> **WRITTEN INSTRUCTION**
Your output is the line containing "In the picture above, where can the tile" plus all lines after it to the end of the records, reproduced exactly, with nothing else.

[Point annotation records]

-=-=-

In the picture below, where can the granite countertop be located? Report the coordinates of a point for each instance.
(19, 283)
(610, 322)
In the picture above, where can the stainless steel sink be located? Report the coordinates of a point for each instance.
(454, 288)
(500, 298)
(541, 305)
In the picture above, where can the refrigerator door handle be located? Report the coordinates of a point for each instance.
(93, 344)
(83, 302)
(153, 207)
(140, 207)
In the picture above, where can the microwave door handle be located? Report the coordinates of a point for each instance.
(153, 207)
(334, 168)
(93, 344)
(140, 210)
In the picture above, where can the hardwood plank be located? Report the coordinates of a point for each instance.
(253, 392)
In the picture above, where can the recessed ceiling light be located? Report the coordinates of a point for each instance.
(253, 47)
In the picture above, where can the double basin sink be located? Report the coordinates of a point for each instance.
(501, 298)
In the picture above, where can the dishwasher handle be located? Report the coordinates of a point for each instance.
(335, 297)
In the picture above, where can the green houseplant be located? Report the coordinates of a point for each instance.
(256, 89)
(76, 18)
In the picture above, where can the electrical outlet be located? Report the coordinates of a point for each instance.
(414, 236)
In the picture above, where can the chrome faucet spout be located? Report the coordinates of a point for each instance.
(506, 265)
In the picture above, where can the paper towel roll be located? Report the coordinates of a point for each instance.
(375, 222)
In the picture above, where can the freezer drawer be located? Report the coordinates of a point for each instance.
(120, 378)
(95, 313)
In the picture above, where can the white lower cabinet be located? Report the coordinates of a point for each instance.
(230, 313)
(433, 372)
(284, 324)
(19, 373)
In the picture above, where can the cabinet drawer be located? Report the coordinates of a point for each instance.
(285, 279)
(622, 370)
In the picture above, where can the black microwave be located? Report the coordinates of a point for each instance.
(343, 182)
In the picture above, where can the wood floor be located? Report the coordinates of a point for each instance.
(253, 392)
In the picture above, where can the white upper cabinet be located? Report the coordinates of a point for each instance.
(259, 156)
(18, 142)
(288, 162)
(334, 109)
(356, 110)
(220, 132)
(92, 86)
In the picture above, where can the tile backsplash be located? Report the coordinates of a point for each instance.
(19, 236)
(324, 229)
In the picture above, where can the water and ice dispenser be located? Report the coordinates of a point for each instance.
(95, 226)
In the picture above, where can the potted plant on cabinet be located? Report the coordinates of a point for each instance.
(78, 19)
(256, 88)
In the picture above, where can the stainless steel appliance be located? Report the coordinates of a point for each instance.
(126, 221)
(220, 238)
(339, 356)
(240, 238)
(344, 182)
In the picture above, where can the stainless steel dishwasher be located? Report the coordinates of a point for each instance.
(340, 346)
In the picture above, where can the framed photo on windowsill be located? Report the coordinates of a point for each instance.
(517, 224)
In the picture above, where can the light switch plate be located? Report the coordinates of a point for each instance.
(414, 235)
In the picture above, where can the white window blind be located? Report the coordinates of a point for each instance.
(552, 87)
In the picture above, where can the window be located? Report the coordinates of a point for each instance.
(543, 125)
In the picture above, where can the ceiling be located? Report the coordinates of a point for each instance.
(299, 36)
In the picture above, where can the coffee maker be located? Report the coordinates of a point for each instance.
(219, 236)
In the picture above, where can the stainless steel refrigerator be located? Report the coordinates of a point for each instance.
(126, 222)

-=-=-

> **SOLUTION TO THIS TASK**
In the picture above, where can the tile backsplash be located? Report the coordinates of a point for each instance.
(19, 236)
(324, 229)
In the picture above, where can the water and ice dispenser be located? Report the coordinates of a point for each instance.
(95, 226)
In the picture above, where can the potted plant on cabinet be located? Report the coordinates of a point for each instance.
(78, 19)
(256, 88)
In the picture above, where can the stainless steel appliance be located? Report the coordinates of a point for each instance.
(126, 221)
(220, 238)
(339, 356)
(240, 238)
(344, 182)
In the picture above, where can the stainless steel dishwasher be located? Report the coordinates of a point for each instance.
(340, 346)
In the picture above, where can the framed photo on windowsill be located? Report the coordinates of a point for each instance.
(517, 224)
In the picture above, where can the light switch plate be located? Report the coordinates of a point for each instance.
(414, 235)
In the picture above, where can the white window blind be located? Report the coordinates of a point for each instance.
(552, 87)
In the picture above, where can the window be located? Report the coordinates of a point for each instance.
(543, 125)
In the picture above, where can the ceiling be located? Report the coordinates of a point for each instance.
(299, 36)
In the picture above, where can the coffee maker be located? Report the coordinates of a point for each instance.
(219, 236)
In the picture above, where can the stainless steel refrigerator be located? Report the coordinates of a point for each instance.
(126, 222)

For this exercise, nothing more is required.